Passage to read =>
Shell Accused of Abetting Torture & Murder

     MANHATTAN (CN) – Three Nigerian widows say Shell Petroleum and its African subsidiaries conspired with each other and with Nigeria’s military government “to violate basic human rights … so as to ensure their continued enjoyment of disproportionately huge profit from very cheap oil they obtained from the Ogoniland,” a 400-square-mile section of the Niger Delta.
     The widows say their husbands, members of the Movement for the Survival of Ogoni People (MOSOP), were part of “the Ogoni 9, who were falsely accused of murdering tribal elders.
     “Although none of the Ogoni 9 was near the town where the murder of the four tribal elders took place, they were convicted and sentenced to death in a trial that was widely condemned locally and internationally and resulted in the suspension of Nigeria from the Commonwealth of Nations. The Ogoni 9 were denied appeal process and were hurriedly executed by hanging eight days after the decision in spite of national and international pleas,” the complaint states.
     “The lawyers for the plaintiffs and the other Ogoni 9 were harassed, threatened and denied access to their clients and as a result most of them withdrew their representation in protest and their clients had to face the rigged tribunal themselves.”

Supplied information =>

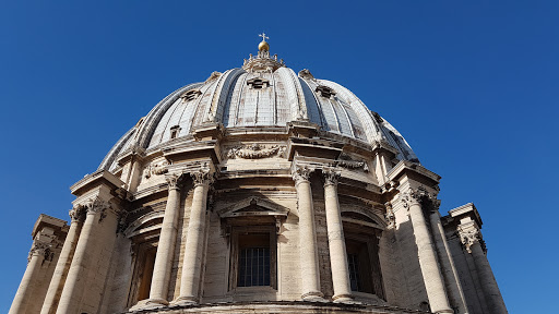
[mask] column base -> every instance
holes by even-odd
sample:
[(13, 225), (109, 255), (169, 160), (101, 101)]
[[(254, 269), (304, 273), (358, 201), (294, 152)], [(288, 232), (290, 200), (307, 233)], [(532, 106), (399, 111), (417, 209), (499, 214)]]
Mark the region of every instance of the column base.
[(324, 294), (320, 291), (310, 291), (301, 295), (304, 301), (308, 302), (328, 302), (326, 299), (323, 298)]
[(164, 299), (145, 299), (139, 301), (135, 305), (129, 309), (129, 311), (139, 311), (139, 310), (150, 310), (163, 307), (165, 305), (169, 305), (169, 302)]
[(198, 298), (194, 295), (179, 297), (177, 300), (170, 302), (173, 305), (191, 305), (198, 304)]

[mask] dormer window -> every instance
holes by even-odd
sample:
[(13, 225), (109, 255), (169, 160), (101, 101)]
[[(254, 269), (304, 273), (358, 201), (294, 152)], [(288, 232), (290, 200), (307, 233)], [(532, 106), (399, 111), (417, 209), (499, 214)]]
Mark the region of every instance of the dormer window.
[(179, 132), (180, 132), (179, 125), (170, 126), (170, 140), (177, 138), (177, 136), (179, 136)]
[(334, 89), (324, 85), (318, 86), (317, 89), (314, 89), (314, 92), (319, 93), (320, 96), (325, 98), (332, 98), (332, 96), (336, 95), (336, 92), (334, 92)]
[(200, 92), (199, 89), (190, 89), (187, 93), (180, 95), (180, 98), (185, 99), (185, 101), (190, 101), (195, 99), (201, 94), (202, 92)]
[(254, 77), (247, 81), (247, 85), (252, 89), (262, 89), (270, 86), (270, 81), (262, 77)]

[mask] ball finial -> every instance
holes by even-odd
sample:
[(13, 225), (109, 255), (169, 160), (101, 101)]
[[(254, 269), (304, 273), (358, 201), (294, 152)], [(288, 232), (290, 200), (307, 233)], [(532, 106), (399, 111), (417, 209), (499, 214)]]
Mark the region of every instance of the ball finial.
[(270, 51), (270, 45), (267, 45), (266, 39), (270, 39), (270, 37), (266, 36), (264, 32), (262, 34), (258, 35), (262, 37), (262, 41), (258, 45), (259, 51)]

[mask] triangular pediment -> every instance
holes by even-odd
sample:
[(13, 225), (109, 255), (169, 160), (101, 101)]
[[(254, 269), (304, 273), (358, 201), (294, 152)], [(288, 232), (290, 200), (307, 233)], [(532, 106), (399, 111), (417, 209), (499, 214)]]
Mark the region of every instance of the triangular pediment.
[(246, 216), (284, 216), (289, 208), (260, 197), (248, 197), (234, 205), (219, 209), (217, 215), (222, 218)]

* * *

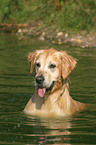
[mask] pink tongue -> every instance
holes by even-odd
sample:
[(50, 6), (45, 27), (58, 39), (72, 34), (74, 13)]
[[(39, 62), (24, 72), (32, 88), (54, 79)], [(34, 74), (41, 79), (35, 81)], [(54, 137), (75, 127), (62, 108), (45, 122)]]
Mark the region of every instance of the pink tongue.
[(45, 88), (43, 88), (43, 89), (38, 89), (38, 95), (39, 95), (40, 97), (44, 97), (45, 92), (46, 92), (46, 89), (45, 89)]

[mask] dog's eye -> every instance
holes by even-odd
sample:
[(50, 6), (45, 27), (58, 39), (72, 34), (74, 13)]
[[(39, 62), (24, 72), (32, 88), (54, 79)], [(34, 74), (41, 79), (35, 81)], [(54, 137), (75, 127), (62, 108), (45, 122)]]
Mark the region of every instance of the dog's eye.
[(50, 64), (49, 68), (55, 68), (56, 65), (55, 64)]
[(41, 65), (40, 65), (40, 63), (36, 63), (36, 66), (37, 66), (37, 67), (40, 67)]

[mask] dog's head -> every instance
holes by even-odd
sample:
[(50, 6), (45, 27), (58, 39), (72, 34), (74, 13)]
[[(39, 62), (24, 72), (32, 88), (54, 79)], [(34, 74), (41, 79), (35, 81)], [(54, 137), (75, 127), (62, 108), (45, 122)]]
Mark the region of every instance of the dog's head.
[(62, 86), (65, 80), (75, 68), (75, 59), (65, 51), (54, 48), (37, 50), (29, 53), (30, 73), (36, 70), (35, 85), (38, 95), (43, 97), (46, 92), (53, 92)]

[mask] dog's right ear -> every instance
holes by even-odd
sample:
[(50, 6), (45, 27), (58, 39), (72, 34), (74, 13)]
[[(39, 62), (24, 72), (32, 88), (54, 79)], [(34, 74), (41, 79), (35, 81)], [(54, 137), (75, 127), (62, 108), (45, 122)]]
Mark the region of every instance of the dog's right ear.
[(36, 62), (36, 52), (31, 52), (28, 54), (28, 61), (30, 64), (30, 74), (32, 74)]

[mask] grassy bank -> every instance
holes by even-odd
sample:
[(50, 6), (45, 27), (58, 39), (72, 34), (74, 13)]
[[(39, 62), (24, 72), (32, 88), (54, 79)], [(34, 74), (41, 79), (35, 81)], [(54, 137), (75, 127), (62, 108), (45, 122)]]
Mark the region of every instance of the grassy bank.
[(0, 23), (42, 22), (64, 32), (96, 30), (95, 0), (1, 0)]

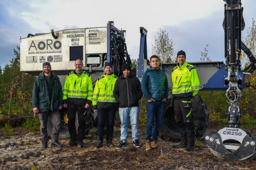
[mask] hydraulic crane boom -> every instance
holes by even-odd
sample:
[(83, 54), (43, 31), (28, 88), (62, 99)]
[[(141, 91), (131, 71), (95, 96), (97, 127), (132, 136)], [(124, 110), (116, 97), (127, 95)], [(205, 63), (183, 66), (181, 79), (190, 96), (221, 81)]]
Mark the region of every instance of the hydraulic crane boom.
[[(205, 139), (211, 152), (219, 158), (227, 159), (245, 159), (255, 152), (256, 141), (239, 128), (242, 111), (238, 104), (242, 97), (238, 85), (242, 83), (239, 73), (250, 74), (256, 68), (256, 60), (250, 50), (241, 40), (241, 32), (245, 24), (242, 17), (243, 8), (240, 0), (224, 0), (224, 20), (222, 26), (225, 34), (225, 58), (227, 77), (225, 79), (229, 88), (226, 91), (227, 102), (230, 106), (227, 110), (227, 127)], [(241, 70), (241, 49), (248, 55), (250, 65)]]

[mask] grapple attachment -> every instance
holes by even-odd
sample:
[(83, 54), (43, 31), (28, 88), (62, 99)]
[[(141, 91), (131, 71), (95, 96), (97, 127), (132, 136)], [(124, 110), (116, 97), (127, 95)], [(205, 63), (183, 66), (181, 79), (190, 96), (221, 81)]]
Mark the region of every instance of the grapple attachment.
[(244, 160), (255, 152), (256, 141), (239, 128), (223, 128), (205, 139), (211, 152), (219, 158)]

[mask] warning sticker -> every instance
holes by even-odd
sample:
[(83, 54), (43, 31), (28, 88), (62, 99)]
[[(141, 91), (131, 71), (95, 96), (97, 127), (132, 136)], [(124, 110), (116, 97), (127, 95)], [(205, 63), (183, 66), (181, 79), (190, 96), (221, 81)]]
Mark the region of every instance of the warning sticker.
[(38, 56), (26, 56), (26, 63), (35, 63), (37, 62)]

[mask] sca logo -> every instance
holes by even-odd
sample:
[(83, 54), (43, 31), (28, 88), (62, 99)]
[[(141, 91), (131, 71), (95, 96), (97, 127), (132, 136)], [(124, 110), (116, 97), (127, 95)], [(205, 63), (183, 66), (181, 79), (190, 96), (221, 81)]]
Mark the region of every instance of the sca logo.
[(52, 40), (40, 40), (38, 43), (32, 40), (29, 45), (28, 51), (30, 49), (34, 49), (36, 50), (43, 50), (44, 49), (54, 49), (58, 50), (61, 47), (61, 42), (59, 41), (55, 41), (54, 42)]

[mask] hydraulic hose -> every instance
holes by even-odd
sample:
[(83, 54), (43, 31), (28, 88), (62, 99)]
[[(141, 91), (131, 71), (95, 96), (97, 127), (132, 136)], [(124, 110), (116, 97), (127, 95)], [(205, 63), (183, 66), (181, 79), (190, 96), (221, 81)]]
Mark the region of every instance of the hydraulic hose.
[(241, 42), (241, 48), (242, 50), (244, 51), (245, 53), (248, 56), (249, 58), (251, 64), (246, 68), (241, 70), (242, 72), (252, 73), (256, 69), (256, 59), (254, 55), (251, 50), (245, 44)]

--

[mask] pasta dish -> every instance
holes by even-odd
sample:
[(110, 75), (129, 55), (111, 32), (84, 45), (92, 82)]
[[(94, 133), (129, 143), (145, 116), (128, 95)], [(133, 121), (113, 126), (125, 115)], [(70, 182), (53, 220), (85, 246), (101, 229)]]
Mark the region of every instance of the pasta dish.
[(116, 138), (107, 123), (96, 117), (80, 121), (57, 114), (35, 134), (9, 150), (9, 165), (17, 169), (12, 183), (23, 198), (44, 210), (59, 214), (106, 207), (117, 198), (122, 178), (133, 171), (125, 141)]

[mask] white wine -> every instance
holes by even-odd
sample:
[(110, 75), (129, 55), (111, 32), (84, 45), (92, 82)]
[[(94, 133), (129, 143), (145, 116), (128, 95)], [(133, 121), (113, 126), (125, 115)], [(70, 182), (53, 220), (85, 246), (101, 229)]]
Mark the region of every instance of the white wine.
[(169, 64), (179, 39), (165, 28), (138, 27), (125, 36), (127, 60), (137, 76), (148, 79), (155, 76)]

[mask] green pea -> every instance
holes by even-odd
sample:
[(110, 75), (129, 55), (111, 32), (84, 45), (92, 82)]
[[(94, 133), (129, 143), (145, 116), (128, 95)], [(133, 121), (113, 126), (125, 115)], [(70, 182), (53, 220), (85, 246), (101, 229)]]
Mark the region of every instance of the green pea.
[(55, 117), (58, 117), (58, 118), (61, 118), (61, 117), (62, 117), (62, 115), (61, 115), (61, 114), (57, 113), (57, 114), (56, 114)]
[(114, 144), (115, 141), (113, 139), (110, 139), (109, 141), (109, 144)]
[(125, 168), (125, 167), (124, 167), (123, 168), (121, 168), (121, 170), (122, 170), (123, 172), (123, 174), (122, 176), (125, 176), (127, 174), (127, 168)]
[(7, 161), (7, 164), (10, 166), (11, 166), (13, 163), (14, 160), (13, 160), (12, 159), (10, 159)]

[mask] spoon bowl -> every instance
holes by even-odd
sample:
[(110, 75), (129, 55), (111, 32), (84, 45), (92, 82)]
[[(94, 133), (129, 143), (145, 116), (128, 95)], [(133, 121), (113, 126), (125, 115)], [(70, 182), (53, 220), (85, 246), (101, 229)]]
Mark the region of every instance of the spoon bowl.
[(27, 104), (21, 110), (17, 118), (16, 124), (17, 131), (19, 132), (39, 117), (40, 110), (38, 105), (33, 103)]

Exercise instructions =>
A. Using the article about the Ogoni widows' claims against Shell, mark each statement yes or no, and quote the words of the article that decide it. (i) The Ogoni 9 were executed by hanging eight days after the decision. (ii) The Ogoni 9 were granted an appeal. (iii) Ogoniland is a 400-square-mile section of the Niger Delta.
B. Write the next part of the article about the Ogoni widows' claims against Shell, starting after its last sentence.
The rows are separate material and have no connection to the article about the Ogoni widows' claims against Shell.

Responses =>
A.
(i) Yes: "were hurriedly executed by hanging eight days after the decision"
(ii) No: "The Ogoni 9 were denied appeal process"
(iii) Yes: "a 400-square-mile section of the Niger Delta"

B.
     That Shell Petroleum Development Co. of Nigeria Ltd. (SPDC) “had a firm hold and control of the Nigerian government is undisputable as defendant Royal Dutch/Shell with and through defendant SPDC produces about half the oil and gas that constitute about 80 percent of Nigerian government’s annual revenue,” the complaint states.
     “It is equally clear that defendants recklessly and heartlessly exploited this relationship with the Nigerian government to amass enormous annual profits at the expense of the Nigerians and the Ogoni people in particular.”
     Shell began drilling in the Niger Delta in 1958, and since then “it had acquired land for oil drilling unfairly, dubiously and fraudulently from indigenes and built pipelines across the farmland and through the yards and in front of the homes of indigenes thereby … exposing the indigenes to heightened daily danger,” according to the complaint.
     “Hydrocarbon pollution found in water in Ogoniland is reported to be more than sixty times of that allowed in the U.S. and a[t] 360 times the limit in the European community.”
     The complaint adds: “The conspiracy that exist[s] among defendants and between defendants and the Nigerian government make it possible for defendant SPDC to hijack for the exploration and extraction of oil and gas, very scarce land from the indigenes of Ogoni communities and pay the indigenes sums that are far below value of the land.
     “The defendants in step with the Nigerian government orchestrates a repressive and hopeless atmosphere in the Ogoniland and makes the prospect of meaningful living and subsistence in the Ogoniland impossible and as a result undermined the value of all that is of the Ogonis and their otherwise scarce and very valuable real estate.”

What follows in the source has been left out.